— Entries shown —
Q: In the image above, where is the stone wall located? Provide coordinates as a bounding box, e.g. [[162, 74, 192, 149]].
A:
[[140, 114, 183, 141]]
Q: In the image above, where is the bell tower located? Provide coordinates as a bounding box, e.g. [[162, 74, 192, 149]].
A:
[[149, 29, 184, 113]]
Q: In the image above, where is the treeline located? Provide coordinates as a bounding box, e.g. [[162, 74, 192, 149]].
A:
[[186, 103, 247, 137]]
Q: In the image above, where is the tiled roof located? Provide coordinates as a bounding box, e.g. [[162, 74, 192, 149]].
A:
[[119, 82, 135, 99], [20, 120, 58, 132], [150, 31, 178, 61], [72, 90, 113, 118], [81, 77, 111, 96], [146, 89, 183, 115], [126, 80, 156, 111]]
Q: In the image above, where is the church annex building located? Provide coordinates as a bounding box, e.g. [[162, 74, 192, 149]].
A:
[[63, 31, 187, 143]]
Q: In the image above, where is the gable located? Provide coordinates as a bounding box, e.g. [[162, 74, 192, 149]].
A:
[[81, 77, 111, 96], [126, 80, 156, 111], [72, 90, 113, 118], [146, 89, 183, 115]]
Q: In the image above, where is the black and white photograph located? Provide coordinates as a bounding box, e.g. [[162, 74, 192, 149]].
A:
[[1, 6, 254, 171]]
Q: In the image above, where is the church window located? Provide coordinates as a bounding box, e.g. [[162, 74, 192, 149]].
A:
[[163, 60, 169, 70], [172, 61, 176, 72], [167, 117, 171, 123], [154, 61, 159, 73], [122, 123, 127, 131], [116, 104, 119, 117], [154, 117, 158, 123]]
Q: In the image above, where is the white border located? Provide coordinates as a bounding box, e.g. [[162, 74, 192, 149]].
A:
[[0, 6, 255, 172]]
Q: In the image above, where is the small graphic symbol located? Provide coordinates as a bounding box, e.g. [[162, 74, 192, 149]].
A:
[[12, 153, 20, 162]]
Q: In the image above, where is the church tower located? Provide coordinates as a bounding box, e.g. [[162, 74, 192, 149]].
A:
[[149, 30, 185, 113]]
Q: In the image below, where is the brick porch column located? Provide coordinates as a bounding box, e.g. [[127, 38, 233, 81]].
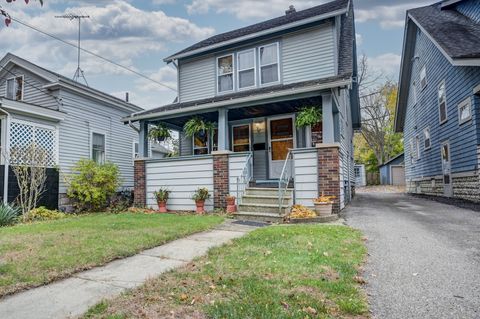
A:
[[212, 151, 231, 209], [133, 159, 147, 208], [316, 144, 341, 214]]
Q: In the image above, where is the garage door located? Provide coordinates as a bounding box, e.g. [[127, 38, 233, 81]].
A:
[[392, 166, 405, 185]]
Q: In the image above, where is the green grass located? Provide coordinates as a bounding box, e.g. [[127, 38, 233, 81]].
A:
[[85, 225, 368, 319], [0, 213, 223, 296]]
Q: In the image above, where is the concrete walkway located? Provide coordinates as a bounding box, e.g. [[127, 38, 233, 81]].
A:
[[0, 221, 256, 319], [345, 193, 480, 319]]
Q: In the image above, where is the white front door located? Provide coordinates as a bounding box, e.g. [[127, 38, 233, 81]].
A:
[[268, 115, 296, 179]]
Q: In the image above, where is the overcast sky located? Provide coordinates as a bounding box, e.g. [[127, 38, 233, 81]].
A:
[[0, 0, 433, 108]]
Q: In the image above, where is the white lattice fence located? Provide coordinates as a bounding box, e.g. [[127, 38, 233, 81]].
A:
[[10, 121, 57, 167]]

— Problem —
Render everything in the data above, from the line containing "Q: In the image above, where is the garage" down through the final line, as a numbered list, leaving out any blank lines.

— Result —
1. Q: In the image above, where is the garage door located? Provide coordinates as a bounding box, e.g. [[127, 38, 233, 81]].
2. A:
3. [[392, 166, 405, 185]]
4. Q: In the image above, where is the green grass located? Provide coordinates as a bounding box, e.g. [[127, 38, 233, 81]].
5. A:
6. [[85, 225, 368, 319], [0, 213, 223, 296]]
7. Q: In the image above, where is the concrete walkway located? Provide coordinates as a bounding box, e.g. [[127, 38, 233, 81]].
8. A:
9. [[0, 221, 256, 319], [345, 193, 480, 319]]
10. Q: In the image above, where is the white front door located? Provide coordinates as a bounding box, e.g. [[127, 38, 233, 81]].
11. A:
12. [[268, 115, 296, 179]]
13. Q: In the image above, where is the overcast sky located? Provide coordinates as a bounding box, e.g. [[127, 38, 233, 81]].
14. A:
15. [[0, 0, 433, 108]]
16. Q: In the image above, where is the white lattice fence located? Provide coordinates as a bounding box, e.g. [[127, 38, 233, 81]].
17. A:
18. [[10, 121, 57, 167]]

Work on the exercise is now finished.